Exercise
Please output the rows below as a two-column CSV with the headers "text" and "answer", giving one line for each row. Put each row's text and its answer in quoted fields, with every line break replaced by a space.

Stored data:
((

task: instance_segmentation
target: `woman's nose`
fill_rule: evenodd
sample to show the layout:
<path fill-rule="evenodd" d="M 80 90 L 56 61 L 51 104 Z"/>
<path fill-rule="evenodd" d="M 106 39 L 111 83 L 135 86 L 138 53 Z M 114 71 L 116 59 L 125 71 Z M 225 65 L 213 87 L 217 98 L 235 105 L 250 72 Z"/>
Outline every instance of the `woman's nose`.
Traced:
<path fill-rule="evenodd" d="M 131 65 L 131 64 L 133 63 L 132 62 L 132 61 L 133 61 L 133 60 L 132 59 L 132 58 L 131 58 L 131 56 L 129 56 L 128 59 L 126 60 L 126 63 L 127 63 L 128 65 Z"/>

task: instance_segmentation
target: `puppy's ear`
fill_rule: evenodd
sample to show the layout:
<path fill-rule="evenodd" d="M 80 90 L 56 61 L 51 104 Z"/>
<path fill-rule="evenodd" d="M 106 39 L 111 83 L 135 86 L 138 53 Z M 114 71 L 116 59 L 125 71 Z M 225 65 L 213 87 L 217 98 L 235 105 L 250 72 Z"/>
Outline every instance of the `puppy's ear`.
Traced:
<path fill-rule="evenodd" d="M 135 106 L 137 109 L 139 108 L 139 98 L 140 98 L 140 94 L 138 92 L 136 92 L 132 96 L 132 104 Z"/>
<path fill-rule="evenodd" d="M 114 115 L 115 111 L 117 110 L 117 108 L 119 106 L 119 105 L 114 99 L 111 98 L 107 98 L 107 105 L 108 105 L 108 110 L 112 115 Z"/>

))

Exercise response
text,answer
"task: instance_segmentation target: `woman's nose` fill_rule: evenodd sample to show the layout: <path fill-rule=""evenodd"" d=""M 80 90 L 56 61 L 51 104 Z""/> <path fill-rule=""evenodd"" d=""M 106 39 L 111 83 L 135 86 L 138 53 Z M 114 71 L 116 59 L 125 71 Z M 225 65 L 213 87 L 217 98 L 235 105 L 250 72 Z""/> Outline every instance of the `woman's nose`. Traced:","<path fill-rule=""evenodd"" d=""M 131 65 L 131 64 L 133 63 L 132 62 L 132 61 L 133 61 L 133 60 L 132 59 L 132 58 L 131 58 L 131 56 L 129 56 L 128 59 L 126 60 L 126 63 L 127 63 L 128 65 Z""/>"
"task: instance_segmentation target: `puppy's ear` fill_rule: evenodd sample to show the layout: <path fill-rule=""evenodd"" d=""M 80 90 L 56 61 L 51 104 Z""/> <path fill-rule=""evenodd"" d=""M 106 39 L 111 83 L 135 86 L 138 53 Z M 114 71 L 116 59 L 125 71 Z M 225 65 L 213 87 L 217 98 L 235 105 L 250 72 Z""/> Outline every instance of the `puppy's ear`. Traced:","<path fill-rule=""evenodd"" d=""M 135 106 L 137 109 L 139 108 L 139 98 L 140 98 L 140 94 L 138 92 L 136 92 L 132 96 L 132 104 Z""/> <path fill-rule=""evenodd"" d=""M 114 115 L 115 111 L 117 110 L 117 108 L 119 106 L 119 105 L 114 99 L 111 98 L 107 98 L 107 105 L 108 105 L 108 110 L 112 115 Z""/>"